━━ Extracted material ━━
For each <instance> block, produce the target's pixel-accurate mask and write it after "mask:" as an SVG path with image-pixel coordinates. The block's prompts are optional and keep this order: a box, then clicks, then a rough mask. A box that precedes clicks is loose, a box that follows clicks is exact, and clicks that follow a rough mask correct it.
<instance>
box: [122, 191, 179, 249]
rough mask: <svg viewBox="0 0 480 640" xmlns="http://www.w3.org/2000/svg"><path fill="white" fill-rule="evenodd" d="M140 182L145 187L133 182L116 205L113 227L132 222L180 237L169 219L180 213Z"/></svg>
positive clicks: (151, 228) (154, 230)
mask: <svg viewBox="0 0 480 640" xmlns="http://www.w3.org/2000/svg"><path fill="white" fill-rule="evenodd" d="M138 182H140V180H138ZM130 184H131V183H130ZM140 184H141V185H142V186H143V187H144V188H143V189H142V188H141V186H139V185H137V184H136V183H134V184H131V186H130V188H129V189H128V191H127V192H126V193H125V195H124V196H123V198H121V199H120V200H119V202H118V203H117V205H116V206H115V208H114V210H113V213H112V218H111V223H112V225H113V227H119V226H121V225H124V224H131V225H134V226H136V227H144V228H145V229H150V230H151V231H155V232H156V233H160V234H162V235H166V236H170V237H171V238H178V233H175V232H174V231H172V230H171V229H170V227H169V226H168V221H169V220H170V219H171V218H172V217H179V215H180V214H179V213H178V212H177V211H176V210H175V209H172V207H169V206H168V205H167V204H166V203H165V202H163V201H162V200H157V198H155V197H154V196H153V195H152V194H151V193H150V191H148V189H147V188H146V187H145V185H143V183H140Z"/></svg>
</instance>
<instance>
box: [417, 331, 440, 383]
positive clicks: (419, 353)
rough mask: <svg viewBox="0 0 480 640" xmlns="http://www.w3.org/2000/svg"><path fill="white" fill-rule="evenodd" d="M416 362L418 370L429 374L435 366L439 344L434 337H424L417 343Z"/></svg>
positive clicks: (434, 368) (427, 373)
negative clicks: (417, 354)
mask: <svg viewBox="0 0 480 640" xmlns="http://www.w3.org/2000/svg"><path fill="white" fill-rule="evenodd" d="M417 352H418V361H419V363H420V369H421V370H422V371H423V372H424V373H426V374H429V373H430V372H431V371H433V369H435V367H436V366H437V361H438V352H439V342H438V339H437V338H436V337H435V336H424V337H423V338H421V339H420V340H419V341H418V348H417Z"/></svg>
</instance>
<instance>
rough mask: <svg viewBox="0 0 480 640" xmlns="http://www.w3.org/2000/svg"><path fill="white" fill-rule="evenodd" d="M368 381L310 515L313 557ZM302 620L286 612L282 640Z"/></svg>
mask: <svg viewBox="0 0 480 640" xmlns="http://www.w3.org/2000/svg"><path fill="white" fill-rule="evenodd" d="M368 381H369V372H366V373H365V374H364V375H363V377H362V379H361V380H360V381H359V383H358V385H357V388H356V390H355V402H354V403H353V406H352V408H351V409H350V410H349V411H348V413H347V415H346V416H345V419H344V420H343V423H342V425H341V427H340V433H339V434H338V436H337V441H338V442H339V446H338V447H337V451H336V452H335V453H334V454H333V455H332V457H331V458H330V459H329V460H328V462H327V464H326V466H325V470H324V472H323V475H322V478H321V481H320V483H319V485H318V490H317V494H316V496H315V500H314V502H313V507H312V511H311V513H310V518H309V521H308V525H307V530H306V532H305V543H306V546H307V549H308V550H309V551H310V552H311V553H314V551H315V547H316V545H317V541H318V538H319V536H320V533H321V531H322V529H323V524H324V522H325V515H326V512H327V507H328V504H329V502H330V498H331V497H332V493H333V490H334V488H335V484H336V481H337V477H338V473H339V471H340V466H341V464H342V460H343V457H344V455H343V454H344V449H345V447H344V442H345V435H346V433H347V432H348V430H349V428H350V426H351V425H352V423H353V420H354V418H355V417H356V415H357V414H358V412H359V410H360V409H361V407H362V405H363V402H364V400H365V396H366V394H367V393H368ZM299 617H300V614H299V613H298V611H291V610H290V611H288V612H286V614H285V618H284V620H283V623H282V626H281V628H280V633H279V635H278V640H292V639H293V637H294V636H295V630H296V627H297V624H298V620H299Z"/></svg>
━━━
**Assignment:** Restate the listing in full, word for word.

**Answer box:**
For each <instance> block, produce the target's pixel-accurate mask and write it after "mask:" as an SVG path with image-pixel coordinates. The block's prompts are optional and keep this order: a box, then clicks, then a rough mask. A box that precedes clicks is loose, a box that follows clicks is exact, and clicks that follow a rough mask correct it.
<instance>
box: [122, 191, 179, 249]
rough mask: <svg viewBox="0 0 480 640" xmlns="http://www.w3.org/2000/svg"><path fill="white" fill-rule="evenodd" d="M140 182L145 187L133 182L116 205L113 227L132 222L180 237L169 219L180 213Z"/></svg>
positive clicks: (151, 228) (154, 230)
mask: <svg viewBox="0 0 480 640" xmlns="http://www.w3.org/2000/svg"><path fill="white" fill-rule="evenodd" d="M138 182H140V180H138ZM130 184H131V183H130ZM140 184H141V185H142V186H143V187H144V188H143V189H142V188H141V186H139V185H137V184H136V183H134V184H131V186H130V188H129V189H128V191H127V192H126V193H125V195H124V196H123V198H121V199H120V200H119V202H118V203H117V205H116V206H115V208H114V210H113V213H112V218H111V223H112V225H113V227H119V226H121V225H124V224H131V225H134V226H136V227H144V228H145V229H150V230H151V231H155V232H156V233H160V234H162V235H166V236H170V237H171V238H178V233H175V232H174V231H172V230H171V229H170V227H169V226H168V221H169V220H170V219H171V218H172V217H179V215H180V214H179V213H178V212H177V211H176V210H175V209H172V207H169V206H168V205H167V204H166V203H165V202H163V201H162V200H157V198H155V197H154V196H153V195H152V194H151V193H150V191H148V189H147V188H146V187H145V185H143V183H140Z"/></svg>
</instance>
<instance>
box: [417, 331, 440, 383]
positive clicks: (419, 353)
rough mask: <svg viewBox="0 0 480 640" xmlns="http://www.w3.org/2000/svg"><path fill="white" fill-rule="evenodd" d="M416 362L418 370L429 374L435 366L439 344L434 337H424L417 343Z"/></svg>
positive clicks: (434, 368) (427, 373)
negative clicks: (417, 354)
mask: <svg viewBox="0 0 480 640" xmlns="http://www.w3.org/2000/svg"><path fill="white" fill-rule="evenodd" d="M417 352H418V361H419V363H420V369H421V370H422V371H423V372H424V373H426V374H429V373H430V372H431V371H433V369H435V367H436V366H437V361H438V352H439V342H438V339H437V338H436V337H435V336H424V337H423V338H421V339H420V340H419V341H418V348H417Z"/></svg>
</instance>
<instance>
rough mask: <svg viewBox="0 0 480 640" xmlns="http://www.w3.org/2000/svg"><path fill="white" fill-rule="evenodd" d="M368 381L310 515L313 557ZM302 620L286 612L282 640Z"/></svg>
mask: <svg viewBox="0 0 480 640" xmlns="http://www.w3.org/2000/svg"><path fill="white" fill-rule="evenodd" d="M368 381H369V372H366V373H365V374H364V375H363V377H362V379H361V380H360V381H359V383H358V385H357V388H356V390H355V402H354V403H353V406H352V408H351V409H350V410H349V411H348V413H347V415H346V416H345V419H344V420H343V423H342V425H341V427H340V433H339V434H338V436H337V441H338V442H339V446H338V447H337V451H336V452H335V453H334V454H333V455H332V457H331V458H330V459H329V460H328V462H327V464H326V466H325V470H324V472H323V475H322V478H321V481H320V483H319V485H318V490H317V494H316V496H315V500H314V502H313V507H312V511H311V513H310V518H309V521H308V525H307V530H306V532H305V543H306V546H307V549H308V550H309V551H310V552H311V553H314V551H315V547H316V545H317V541H318V538H319V536H320V533H321V531H322V529H323V524H324V522H325V515H326V512H327V507H328V504H329V502H330V498H331V497H332V493H333V490H334V488H335V484H336V481H337V477H338V473H339V471H340V466H341V464H342V460H343V457H344V455H343V454H344V449H345V447H344V442H345V435H346V433H347V432H348V430H349V428H350V426H351V425H352V423H353V420H354V418H355V417H356V415H357V414H358V412H359V410H360V409H361V407H362V405H363V402H364V400H365V396H366V394H367V393H368ZM299 617H300V614H299V613H298V611H291V610H290V611H288V612H286V614H285V618H284V620H283V623H282V626H281V628H280V633H279V635H278V640H292V639H293V637H294V636H295V630H296V627H297V624H298V620H299Z"/></svg>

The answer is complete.